Success in indirection lies, wrote Emily Dickinson, but I think our age responds more to the explicit than to the implicit, at least in literature. Recently, for example, I read of the discovery and sale of the manuscript of Siegfried Sassoon’s anti-war poem Atrocities, published in 1919, in which Sassoon denounced the atrocities committed on the British side during the First World War. It is, of course, an extremely powerful poem, and must have come as a profound shock to those who had thought the war was justified, morally, by the Belgian atrocities supposedly committed by the Germans.
The poem was inspired by Sassoon overhearing Australian and Canadian troops – then regarded not just as allies but as British – boasting of their exploits:
You told me, in your drunken-boasting mood,
How once you butchered prisoners. That was good!
I’m sure you felt no pity while they stood
Patient and cowed and scared, as prisoners should.
How did you do them in? Come, don’t be shy:
You know I love to hear how Germans die…
In the manuscript of the first draft, the words do them in were replaced by the single word murder, which most critics thought more powerful; his publisher may have insisted on a euphemism to escape the military censorship still in place at the time.
But it may also be that the publisher believed that do them in, being a euphemism, was more powerful than the more direct and literal murder. After all, the meaning is so very similar that even the most boneheaded military censor would have realised it. Do them in was no more flattering to British military honour than murder.

• **Source data**:

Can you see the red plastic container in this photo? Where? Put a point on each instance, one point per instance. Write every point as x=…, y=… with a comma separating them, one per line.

• **Tasks to perform**:
a) Answer these about the essay on Sassoon's Atrocities, one answer to a line:
(i) Who wrote that success in indirection lies?
(ii) In what year was the poem Atrocities published?
(iii) Which troops did Sassoon overhear boasting?
b) Pull out the part of the essay on Sassoon's Atrocities from "The poem was" to "as prisoners should.", word for word.
c) Keep writing the essay on Sassoon's Atrocities, picking up after its last sentence.
The lines above play no part in this work.

• **Answers**:
a)
(i) Emily Dickinson
(ii) 1919
(iii) Australian and Canadian troops

b)
The poem was inspired by Sassoon overhearing Australian and Canadian troops – then regarded not just as allies but as British – boasting of their exploits:
You told me, in your drunken-boasting mood,
How once you butchered prisoners. That was good!
I’m sure you felt no pity while they stood
Patient and cowed and scared, as prisoners should.

c)
Euphemism in this context is more powerful because it implies guilty knowledge, a knowledge that the speaker has nevertheless decided to ignore. He slavers pleasurably over what he knows to be wrong; he is a brute without the courage of his brutality. To the vice of cruelty he adds those of hypocrisy and dishonesty. If it was at the publisher’s insistence that Sassoon changed murder for do them in, the publisher gave him good advice.
Of course, carefully controlled and consciously used euphemism in a literary context is very different from euphemism used in a political or managerial one, the latter implying a guilty knowledge not refracted artfully by an author. Recently, for example, I heard that the hospital in which I worked was to close. The bureaucrat who announced the closure did not call it such. He called it a new opportunity that had arisen.